(Supplied passage)
Source: Landskroner Grieco Merriman, LLC
SANDUSKY, Ohio, Nov. 6, 2014 (GLOBE NEWSWIRE) -- Maxim Healthcare, a national for-profit home healthcare company, has been sued in connection with the starvation death of a disabled child and the severe malnourishment of his disabled siblings. The lawsuit, filed in the Erie County Common Pleas Court in Sandusky, Ohio, also names the family's pediatrician, the Erie County Department of Jobs and Family Services, the Erie County Board of Developmental Disability, and the children's parents and grandmother.
"Maxim was paid by Ohio Medicaid to provide home nursing care to these medically-fragile children," said attorney Jack Landskroner. "They knew this was a highly dysfunctional family and shockingly, the nurse they selected to provide services in the family's home was the children's grandmother, Deborah Nelson. In essence, she took tax payer money to care for her own grandkids."
Nelson, along with the children's parents Adrianne Bartholomew and James Brothers, are currently serving prison terms related to the death of 18-month old Isaac Brothers Bartholomew and the neglect of his four brothers. Isaac weighed just 12.2 pounds at the time of his death on November 6, 2012. Three of his brothers, between the ages of 6 and 8, weighed less than 25 pounds. A fifth boy, nearly three years old, weighed just 18 pounds. "The four surviving disabled boys were found covered in feces and vomit and were malnourished to the point of being near death. They looked like concentration camp survivors," said Landskroner. "You would have to have been blind to have missed the neglect," he added.

(Source data)
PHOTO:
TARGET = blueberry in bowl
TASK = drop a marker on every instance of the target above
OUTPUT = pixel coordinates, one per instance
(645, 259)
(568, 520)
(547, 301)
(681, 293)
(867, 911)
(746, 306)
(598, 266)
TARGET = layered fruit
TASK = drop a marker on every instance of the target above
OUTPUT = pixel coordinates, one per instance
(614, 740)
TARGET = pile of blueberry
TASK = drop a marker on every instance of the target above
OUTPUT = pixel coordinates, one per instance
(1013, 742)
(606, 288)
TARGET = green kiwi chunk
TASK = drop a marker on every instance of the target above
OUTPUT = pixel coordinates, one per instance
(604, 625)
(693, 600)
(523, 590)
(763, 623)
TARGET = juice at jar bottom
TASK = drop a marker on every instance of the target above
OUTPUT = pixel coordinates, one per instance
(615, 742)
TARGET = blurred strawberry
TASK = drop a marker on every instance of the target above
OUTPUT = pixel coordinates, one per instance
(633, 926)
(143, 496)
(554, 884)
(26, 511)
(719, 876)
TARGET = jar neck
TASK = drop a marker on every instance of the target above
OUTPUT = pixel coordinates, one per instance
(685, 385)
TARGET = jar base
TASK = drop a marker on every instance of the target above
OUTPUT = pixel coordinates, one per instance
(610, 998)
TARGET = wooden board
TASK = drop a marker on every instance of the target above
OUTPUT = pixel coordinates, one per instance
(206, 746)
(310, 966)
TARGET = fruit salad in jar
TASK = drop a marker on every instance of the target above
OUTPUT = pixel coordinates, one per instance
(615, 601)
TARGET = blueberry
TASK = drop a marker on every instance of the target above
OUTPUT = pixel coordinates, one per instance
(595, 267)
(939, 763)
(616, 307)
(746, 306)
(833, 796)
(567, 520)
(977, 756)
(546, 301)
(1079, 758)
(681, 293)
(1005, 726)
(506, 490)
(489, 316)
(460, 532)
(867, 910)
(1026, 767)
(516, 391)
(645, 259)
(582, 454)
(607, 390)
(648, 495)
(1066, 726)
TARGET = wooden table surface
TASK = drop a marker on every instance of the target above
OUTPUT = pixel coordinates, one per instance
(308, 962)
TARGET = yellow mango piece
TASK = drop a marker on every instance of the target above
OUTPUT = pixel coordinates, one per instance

(Exercise) Pick up the news release on the lawsuit against Maxim Healthcare where it stops, and carry it on from its last sentence.

(Answer to the problem)
Brothers and Bartholomew's had seven children together: six boys and a girl. Five of the six boys (including Isaac) share a genetic condition which confines them to wheelchairs, prevents them from speaking, renders them incapable of independently bathing or toileting, and impaired their ability to swallow. The lawsuit alleges the parents and Nelson delegated the overwhelming responsibility to feed at least three of the boys to their 11-year old brother, while they ran errands or slept.
The complaint also alleges Maxim billed for services that Nelson did not actually provide. In 2011 Maxim entered into a settlement agreement with the Department of Justice, paying $150 Million to resolve similar claims arising from an investigation that revealed that Maxim, as a common practice, had submitted false bills to government health care programs in 43 states for services not rendered.
The lawsuit, brought by the Cleveland law firm Landskroner Grieco Merriman, states that numerous complaints had been made raising concerns about suspected neglect of these children prior to the death of Isaac. Erie County deemed these complaints unworthy of investigation despite the fact that the children had been placed under protective supervision by Cuyahoga County Children's Services in 2007 after claims of medical neglect were substantiated while the family lived in that County. The Ohio Department of Job and Family Services later found the Erie County Family Services to be non-compliant with the state's administrative code for not investigating and for inappropriately closing an investigation into this family.
"This tragedy reflects a complete breakdown by all the care providers involved as well as the systems that were supposed to protect these kids," said Jack Landskroner. "Five children were starved while trained professionals including nurses, doctors and social workers looked on until a child finally died….and then they took notice. The death of this child should never have happened. You might see this type of tragedy in third world counties but not in America in the 21st Century. This case is designed not only to address this wrongdoing but to shape future conduct so this never happens again," added Landskroner.